DIRECTIONS FOR THIS TASK:
For this item, repeat the material exactly while omitting its pictures.

DATA TO EXAMINE:

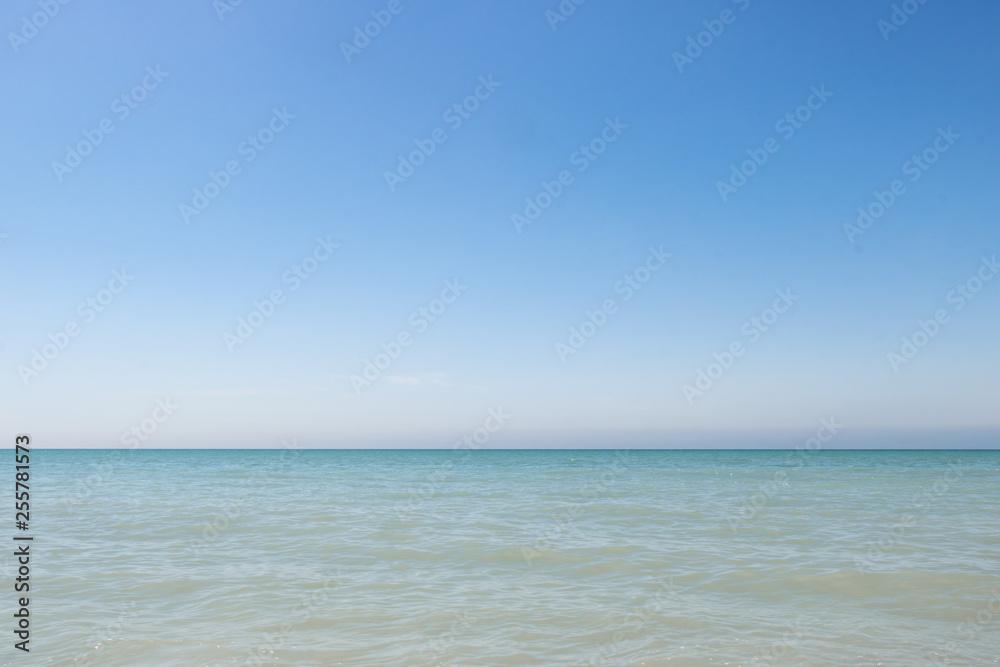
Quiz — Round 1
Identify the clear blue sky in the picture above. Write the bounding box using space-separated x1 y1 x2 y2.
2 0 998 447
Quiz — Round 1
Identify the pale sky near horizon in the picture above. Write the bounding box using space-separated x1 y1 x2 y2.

THE COMPLETED TASK:
Quiz — Round 1
Identify the clear blue sky in the picture above. Write the bounding box using space-separated x1 y1 x2 y2.
2 0 998 447
Quiz — Round 1
Identify the pale sky near horizon in the picture above. Write the bounding box using space-separated x1 y1 x2 y2.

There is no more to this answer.